**Texto apresentado:**

┌──

A proposta foi embalada com um conjunto de medidas apresentadas ontem pelo Gabinete de Segurança do governo uruguaio. O documento, batizado de "Estratégia pela Vida e Convivência", prevê a "legalização regulada e controlada da maconha" como parte de uma "abordagem integral" do problema das pessoas afetadas pelo consumo de drogas. O presidente José "Pepe" Mujica, que enfrenta uma queda de 20 pontos percentuais na popularidade, deve transformar a iniciativa em projeto de lei e enviá-la ao Congresso, onde o seu partido, a Frente Ampla, tem maioria.

Segundo a proposta do governo, serão criados estabelecimentos autorizados a vender a droga e cadastrados os consumidores habilitados à comprá-la. Esse sistema guarda semelhanças com o que passou a ser utilizado em algumas partes da Holanda em maio, onde até então a venda - desde a década de 1970 - era tolerada sem necessidade de se fazer um registro do comprador.

└──

**Detalhes do exercício:**
Transcreva do texto sobre a maconha no Uruguai o trecho que começa nas palavras "Segundo a proposta" e vai até depois de "registro do comprador.". As linhas não têm relação com o texto sobre a maconha no Uruguai.

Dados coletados
┌──

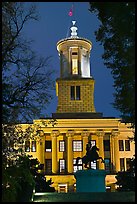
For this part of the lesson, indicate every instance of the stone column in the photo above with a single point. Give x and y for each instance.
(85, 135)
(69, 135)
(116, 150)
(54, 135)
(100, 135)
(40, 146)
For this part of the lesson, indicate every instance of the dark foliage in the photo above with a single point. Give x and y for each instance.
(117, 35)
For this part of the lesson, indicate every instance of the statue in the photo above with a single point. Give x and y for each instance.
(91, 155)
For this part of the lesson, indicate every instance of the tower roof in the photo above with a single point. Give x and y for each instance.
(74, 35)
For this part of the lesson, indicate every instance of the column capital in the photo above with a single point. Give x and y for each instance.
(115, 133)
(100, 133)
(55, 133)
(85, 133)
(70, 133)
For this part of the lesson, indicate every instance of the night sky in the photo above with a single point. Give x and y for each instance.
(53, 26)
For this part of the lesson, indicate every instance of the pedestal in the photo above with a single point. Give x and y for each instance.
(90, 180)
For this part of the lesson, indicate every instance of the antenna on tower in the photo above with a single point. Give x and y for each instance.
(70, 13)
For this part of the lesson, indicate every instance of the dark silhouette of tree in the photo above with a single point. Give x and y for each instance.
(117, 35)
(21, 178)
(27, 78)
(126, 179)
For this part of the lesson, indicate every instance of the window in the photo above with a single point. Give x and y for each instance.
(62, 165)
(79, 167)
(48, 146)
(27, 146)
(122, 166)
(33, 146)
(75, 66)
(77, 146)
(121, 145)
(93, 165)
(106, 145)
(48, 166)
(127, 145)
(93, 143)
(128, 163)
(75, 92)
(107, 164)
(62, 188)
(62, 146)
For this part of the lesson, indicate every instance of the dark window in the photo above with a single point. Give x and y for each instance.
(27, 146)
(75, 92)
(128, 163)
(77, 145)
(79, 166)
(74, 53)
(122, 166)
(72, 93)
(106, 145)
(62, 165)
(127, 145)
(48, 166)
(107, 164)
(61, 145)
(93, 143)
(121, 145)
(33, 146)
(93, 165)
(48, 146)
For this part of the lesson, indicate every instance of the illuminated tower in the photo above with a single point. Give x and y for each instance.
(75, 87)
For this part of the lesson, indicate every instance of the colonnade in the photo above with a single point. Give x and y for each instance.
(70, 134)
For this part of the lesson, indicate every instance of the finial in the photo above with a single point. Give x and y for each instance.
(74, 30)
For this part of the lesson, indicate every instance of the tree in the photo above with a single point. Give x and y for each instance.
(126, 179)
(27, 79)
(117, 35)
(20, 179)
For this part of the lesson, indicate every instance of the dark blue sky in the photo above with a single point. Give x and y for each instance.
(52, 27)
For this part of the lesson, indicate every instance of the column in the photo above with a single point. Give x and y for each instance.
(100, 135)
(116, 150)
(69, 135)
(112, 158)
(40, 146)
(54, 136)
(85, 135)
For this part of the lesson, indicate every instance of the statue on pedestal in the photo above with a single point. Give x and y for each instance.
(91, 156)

└──
┌──

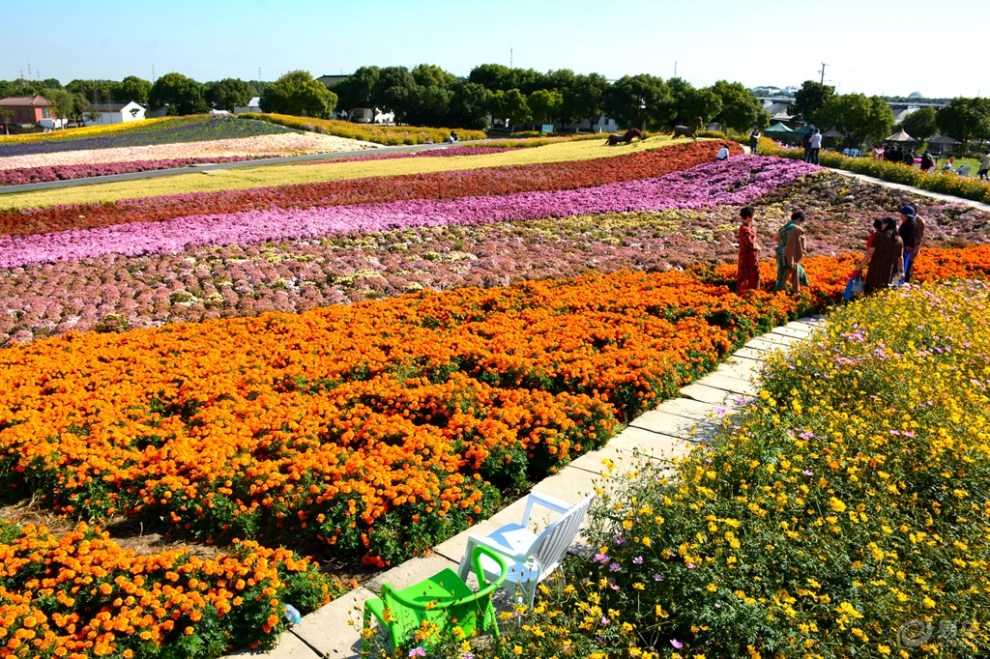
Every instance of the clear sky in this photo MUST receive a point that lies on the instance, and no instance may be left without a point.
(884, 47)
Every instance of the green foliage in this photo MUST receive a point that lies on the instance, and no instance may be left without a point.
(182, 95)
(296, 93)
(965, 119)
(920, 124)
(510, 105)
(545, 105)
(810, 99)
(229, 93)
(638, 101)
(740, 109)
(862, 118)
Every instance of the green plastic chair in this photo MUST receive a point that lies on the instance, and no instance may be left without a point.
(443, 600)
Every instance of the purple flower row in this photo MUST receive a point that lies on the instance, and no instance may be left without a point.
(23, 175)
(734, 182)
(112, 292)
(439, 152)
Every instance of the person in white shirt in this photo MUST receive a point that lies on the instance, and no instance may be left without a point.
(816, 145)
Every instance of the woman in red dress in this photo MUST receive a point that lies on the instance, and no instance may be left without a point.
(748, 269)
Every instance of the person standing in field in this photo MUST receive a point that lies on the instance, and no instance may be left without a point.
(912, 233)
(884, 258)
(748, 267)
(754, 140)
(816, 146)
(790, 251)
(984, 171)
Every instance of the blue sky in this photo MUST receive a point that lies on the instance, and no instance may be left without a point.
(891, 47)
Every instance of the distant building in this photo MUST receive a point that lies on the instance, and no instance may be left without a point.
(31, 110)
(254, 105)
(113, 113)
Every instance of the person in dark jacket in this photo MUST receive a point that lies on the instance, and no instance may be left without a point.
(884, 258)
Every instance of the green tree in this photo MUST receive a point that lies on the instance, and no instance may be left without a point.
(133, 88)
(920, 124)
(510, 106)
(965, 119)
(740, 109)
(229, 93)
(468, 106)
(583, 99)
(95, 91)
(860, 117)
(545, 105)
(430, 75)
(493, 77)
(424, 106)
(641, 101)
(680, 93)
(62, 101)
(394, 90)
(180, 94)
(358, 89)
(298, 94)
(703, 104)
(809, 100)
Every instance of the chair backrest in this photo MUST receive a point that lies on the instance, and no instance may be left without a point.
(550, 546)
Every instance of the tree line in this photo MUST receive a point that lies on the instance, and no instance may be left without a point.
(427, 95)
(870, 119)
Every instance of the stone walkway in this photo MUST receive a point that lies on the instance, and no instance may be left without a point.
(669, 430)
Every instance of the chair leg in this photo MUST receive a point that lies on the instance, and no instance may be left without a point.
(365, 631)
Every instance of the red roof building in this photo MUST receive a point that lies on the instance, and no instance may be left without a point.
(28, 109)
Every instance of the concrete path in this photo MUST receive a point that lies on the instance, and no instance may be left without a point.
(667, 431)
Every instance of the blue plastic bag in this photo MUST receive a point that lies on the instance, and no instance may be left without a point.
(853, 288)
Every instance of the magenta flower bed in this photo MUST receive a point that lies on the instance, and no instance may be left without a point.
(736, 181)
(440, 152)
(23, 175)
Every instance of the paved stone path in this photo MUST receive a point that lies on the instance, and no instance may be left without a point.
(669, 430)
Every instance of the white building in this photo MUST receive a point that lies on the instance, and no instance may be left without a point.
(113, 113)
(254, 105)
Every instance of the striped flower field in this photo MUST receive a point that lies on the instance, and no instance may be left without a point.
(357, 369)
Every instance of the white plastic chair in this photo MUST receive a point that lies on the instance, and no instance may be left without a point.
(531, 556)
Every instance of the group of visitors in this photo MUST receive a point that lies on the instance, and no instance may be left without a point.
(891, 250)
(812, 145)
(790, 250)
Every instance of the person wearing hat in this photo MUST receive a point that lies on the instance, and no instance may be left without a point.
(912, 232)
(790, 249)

└──
┌──

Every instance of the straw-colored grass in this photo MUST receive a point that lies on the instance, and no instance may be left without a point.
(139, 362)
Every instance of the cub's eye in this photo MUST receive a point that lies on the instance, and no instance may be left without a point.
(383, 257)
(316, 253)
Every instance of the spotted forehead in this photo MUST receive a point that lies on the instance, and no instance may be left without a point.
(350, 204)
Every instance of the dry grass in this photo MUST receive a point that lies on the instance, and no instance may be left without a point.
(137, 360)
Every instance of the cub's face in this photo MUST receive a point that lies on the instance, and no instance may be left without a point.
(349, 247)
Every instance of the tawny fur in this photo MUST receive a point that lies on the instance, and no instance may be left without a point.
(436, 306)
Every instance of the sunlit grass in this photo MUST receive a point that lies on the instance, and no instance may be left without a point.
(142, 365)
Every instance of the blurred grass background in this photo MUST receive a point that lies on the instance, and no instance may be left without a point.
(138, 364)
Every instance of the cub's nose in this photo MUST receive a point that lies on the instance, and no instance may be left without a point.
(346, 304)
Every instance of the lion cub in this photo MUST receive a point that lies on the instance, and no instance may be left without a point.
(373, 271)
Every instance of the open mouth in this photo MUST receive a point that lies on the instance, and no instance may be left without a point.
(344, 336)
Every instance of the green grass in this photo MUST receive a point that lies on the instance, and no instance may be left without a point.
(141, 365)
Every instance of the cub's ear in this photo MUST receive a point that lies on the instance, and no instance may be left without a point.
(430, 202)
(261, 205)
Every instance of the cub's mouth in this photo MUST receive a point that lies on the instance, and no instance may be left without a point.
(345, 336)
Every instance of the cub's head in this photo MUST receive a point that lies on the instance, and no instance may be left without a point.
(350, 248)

└──

**Resposta da tarefa:**
Segundo a proposta do governo, serão criados estabelecimentos autorizados a vender a droga e cadastrados os consumidores habilitados à comprá-la. Esse sistema guarda semelhanças com o que passou a ser utilizado em algumas partes da Holanda em maio, onde até então a venda - desde a década de 1970 - era tolerada sem necessidade de se fazer um registro do comprador.